» What to do
Please find the lines in the following records that hold "black", and copy them.

(Saved data entries)
----------------

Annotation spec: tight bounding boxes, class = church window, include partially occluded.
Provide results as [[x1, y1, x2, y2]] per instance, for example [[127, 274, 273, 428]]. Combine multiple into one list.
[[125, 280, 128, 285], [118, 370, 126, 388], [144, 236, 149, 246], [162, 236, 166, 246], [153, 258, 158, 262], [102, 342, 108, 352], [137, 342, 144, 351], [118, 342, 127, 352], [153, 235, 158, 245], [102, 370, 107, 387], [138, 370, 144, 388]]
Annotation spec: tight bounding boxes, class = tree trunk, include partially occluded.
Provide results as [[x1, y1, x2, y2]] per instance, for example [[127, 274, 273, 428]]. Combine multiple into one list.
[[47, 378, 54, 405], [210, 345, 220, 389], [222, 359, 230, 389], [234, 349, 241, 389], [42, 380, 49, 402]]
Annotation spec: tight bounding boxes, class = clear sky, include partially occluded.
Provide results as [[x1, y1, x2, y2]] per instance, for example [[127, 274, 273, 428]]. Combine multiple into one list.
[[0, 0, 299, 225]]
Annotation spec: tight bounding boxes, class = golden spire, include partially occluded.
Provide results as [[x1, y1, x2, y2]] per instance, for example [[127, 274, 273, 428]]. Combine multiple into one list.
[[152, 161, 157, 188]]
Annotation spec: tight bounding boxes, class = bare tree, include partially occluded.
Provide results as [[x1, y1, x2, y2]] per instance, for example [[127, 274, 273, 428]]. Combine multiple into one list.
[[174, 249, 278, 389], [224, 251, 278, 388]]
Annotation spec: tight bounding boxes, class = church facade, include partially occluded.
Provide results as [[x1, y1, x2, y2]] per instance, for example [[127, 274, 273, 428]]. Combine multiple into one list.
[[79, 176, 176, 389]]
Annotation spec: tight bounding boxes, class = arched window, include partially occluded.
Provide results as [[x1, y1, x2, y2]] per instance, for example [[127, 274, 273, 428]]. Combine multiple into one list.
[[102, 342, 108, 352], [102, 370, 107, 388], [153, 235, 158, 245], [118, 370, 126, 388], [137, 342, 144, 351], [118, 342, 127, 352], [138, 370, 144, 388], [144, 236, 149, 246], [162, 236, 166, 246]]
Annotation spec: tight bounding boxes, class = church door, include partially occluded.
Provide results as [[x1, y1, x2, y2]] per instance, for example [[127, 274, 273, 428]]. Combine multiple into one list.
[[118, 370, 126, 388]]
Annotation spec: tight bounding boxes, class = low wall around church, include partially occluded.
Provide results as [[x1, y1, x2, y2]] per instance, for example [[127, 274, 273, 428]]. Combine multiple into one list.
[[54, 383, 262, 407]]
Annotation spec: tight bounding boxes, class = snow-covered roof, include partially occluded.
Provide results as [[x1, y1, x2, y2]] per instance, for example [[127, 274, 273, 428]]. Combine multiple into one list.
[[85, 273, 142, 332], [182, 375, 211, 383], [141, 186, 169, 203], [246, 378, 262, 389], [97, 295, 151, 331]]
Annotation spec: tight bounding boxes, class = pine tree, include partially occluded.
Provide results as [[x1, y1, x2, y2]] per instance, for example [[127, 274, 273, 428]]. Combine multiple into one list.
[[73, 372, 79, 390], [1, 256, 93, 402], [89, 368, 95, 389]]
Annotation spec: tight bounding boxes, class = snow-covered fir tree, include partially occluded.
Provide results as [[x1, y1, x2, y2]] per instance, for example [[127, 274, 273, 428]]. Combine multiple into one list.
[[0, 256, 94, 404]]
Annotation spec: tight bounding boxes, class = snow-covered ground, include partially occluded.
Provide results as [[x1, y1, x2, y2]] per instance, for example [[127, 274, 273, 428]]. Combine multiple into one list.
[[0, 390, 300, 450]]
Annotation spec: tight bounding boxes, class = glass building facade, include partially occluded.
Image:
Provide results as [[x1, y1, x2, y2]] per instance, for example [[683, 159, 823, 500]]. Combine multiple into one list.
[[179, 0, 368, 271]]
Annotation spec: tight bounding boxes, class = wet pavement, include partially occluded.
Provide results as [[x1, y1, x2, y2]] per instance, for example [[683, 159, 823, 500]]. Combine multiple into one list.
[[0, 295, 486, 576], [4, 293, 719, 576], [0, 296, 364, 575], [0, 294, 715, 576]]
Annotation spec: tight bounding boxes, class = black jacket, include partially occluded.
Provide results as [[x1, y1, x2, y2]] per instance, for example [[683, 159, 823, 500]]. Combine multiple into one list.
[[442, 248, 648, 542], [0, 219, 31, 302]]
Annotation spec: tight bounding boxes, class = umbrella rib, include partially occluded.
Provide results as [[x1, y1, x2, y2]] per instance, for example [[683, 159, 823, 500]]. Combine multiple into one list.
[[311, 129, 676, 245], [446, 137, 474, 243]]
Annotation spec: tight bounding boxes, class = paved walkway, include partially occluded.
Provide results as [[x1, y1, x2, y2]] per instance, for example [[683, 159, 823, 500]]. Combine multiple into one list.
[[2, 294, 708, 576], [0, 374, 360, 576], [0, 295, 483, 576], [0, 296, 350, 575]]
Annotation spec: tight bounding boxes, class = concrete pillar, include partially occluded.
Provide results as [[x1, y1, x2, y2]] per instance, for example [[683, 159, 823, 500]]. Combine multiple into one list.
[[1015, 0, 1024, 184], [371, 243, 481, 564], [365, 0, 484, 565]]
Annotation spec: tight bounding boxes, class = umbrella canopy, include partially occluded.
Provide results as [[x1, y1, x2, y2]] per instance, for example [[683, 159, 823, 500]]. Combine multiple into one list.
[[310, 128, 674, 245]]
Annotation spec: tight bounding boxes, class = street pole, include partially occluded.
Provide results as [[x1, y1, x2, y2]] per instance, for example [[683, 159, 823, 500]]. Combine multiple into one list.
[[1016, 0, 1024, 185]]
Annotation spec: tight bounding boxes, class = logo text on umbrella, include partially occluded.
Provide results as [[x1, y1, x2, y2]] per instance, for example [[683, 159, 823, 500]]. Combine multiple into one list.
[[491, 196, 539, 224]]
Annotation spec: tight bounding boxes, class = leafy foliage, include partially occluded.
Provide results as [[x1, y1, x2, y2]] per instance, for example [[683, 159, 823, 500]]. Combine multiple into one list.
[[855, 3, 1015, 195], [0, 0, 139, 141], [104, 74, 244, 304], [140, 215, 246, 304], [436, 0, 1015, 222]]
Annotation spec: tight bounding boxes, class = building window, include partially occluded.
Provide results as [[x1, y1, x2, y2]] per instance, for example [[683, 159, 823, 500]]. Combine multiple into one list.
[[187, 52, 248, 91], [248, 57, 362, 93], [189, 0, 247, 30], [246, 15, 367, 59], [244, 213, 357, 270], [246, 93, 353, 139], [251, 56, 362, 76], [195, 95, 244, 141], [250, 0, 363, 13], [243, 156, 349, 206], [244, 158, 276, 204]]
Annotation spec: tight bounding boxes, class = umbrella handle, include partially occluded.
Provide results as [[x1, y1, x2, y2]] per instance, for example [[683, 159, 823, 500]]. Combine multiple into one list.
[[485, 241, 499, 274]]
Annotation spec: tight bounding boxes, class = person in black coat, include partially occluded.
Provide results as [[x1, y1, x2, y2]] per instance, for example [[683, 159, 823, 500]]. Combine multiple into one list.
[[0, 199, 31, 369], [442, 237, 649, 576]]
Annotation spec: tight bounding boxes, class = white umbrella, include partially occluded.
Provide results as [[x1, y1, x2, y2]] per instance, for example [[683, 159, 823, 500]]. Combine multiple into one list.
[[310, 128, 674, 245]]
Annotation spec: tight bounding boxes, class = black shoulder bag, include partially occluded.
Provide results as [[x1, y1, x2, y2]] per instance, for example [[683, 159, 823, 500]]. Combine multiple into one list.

----------------

» The completed task
Annotation spec: tight bounding boxes, class = black jacket, include partially occluded.
Annotation spec: tight bounding boxes, class = person in black coat, include partially occluded.
Annotation spec: tight bounding boxes, class = black shoulder bag, include partially occluded.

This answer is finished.